## Ejercicio breve
En el fragmento sobre el Modelo Piramidal, ¿qué nombre recibe su segundo nivel?

## Fragmento dado
----------
También en este sentido existe evidencia empírica que señala que el clima de aceptación y las creencias y actitudes tolerantes hacia la violencia contra las mujeres en la pareja constituyen un importante factor predictor y de riesgo sociocultural para su ocurrencia (John ARCHER; Nicola GRAHAM-KEVAN, 2003; Mahbobeb FARAMARZI; ESMAILZADEH; MOSAVI, 2005; Michael FLOOD; Bob PEASE, 2008, 2009; Enrique GRACIA; Fernando GARCÍA; Marisol LILA, 2009; GRACIA; Juan HERRERO, 2006; HEISE; KATSADAM, 2015; Helmut KURY; Joachim OBERGFELL-FUCHS; Gunda WOESSNER, 2004; Madhabika B. NAYAK; Christina A. BYRNE; Mutsumi K. MARTÍN; Anna g. Abraham, 2003; OMS, 2014; OPS, 2013; STITH; Douglas SMITH; Carrie PEN; David WARD; Cari TRITT, 2004; Olalekan A. UTHMAN; Tahereh MORADI; Stephen LAWOKO, 2011).
Igualmente, la evidencia disponible señala que estas actitudes que justifican el uso de la violencia a menudo se caracterizan por minimizar la importancia de la agresión y por justificar o exonerar al perpetrador o culpar a la víctima (VALOR-SEGURA; EXPÓSITO; MOYA, 2011), y que hay diferencias entre mujeres y hombres en cuanto a estas cuestiones (LaVerne BERKEL; Beverly VANDIVER; Angela BAHNER, 2004; FERRER; BOSCH, 2014; FLOOD; PEASE, 2009; NAYAK et al., 2003).
Segundo escalón. La socialización diferencial
El segundo nivel del Modelo Piramidal (al que hemos denominado procesos de socialización) hace referencia a la difusión de la ideología patriarcal. Concretamente, los constructos básicos relevantes en el marco de este modelo explicativo mediante los cuales se articularía la difusión de dicha ideología durante el proceso de socialización serían los siguientes:
En primer lugar estarían los mandatos de género tradicionales, esto es, las normas de comportamiento que se derivan de la ideología patriarcal, que, desde ella, se consideran como adecuadas y apropiadas para varones y mujeres (en qué consiste ser un hombre masculino y una mujer femenina), y que se caracterizan del modo siguiente (Amparo BONILLA, 2008; Luis BONINO, 2001; Robert CONNELL; James MESSERSCHMIDT, 2013; Enrique DÍEZ, 2015; Marcela LAGARDE, 2005; Isabel MARTÍNEZ-BENLLOCH, 2008; Erik PESCADOR, 2010; M. Angeles REBOLLO, 2010):
El mandato de género tradicional masculino, se caracterizará como ser-para-sí, asociando la masculinidad con el control, el poder, la dominación, la fuerza, el éxito, la racionalidad, la autoconfianza y la seguridad en uno mismo y las tareas productivas (como el trabajo remunerado o la política, que responsabilizan a los varones de los bienes materiales). En esencia, este mandato incluye no poseer ninguna de las características que se les suponen a las mujeres y contrapesar éstas con sus opuestos (racionalidad por oposición a irracionalidad, fuerza frente a debilidad, ausencia de emociones frente a emocionalidad,…).
----------
## Entradas proporcionadas
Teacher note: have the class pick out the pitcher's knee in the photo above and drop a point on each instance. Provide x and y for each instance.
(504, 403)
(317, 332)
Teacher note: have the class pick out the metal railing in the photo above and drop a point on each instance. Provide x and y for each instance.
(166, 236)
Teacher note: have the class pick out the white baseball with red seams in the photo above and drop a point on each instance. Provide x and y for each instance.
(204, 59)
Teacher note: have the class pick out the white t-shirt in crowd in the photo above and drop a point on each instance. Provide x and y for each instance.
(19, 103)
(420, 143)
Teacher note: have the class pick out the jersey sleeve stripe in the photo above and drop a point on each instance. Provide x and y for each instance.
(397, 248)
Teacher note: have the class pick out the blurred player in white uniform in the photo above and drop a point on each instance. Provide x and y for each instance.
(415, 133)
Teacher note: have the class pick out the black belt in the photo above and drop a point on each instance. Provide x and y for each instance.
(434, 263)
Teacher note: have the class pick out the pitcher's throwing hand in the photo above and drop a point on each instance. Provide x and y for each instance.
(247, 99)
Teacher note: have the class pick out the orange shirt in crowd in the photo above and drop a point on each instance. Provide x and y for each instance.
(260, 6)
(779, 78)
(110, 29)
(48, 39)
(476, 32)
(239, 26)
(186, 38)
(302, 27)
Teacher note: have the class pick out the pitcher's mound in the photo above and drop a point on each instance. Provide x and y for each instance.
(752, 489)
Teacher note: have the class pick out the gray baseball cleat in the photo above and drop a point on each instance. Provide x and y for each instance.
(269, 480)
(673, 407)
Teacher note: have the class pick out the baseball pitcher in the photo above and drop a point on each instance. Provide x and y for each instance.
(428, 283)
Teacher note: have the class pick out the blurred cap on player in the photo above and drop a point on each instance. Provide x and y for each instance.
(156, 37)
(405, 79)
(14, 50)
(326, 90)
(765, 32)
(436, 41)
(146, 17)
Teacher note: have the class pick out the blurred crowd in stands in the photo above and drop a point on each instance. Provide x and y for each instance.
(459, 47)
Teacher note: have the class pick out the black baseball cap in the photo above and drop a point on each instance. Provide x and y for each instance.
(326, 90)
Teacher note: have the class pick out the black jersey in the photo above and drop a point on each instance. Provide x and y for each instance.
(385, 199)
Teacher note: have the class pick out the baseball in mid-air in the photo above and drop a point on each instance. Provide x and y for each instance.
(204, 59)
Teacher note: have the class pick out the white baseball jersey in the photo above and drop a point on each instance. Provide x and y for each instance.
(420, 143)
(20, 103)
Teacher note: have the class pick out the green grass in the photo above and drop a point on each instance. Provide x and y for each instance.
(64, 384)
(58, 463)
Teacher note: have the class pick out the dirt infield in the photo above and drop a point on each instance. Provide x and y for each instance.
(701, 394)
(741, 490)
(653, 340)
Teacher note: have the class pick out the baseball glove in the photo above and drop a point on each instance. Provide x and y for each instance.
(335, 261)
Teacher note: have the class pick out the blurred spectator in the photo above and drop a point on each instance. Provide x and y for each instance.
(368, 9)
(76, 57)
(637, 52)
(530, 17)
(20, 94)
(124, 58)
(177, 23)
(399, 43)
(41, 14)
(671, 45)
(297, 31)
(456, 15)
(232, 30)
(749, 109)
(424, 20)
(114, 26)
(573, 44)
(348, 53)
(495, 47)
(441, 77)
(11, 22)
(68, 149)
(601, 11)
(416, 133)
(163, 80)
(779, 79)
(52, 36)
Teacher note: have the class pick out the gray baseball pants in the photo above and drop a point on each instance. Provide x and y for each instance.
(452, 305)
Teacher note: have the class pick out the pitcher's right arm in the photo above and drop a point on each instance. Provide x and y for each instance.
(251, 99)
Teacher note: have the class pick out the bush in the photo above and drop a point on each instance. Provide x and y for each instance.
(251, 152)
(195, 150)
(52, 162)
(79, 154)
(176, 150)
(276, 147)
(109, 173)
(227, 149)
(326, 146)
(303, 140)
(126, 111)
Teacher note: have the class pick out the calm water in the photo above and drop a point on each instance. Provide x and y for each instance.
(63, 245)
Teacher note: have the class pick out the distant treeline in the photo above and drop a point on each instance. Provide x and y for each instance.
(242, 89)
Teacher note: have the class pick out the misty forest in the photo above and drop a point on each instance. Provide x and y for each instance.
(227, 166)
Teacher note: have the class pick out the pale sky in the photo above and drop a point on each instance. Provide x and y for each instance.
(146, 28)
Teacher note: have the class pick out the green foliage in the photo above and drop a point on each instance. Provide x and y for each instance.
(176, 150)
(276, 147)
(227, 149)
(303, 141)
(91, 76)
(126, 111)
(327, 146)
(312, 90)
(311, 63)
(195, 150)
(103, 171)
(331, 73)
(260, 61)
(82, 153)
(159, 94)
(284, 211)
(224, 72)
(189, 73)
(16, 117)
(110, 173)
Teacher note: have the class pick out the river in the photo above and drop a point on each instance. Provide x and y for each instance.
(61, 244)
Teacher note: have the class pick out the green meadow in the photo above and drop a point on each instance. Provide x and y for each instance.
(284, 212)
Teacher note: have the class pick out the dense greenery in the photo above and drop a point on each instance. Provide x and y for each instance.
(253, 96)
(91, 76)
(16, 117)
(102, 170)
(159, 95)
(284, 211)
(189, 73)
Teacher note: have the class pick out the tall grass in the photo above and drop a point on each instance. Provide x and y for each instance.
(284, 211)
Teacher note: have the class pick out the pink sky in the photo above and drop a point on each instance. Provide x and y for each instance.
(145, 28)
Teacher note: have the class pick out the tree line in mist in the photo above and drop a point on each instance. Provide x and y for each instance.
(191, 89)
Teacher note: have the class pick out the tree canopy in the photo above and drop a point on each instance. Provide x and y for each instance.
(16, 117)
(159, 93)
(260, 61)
----------
## Respuesta del ejercicio
Procesos de socialización.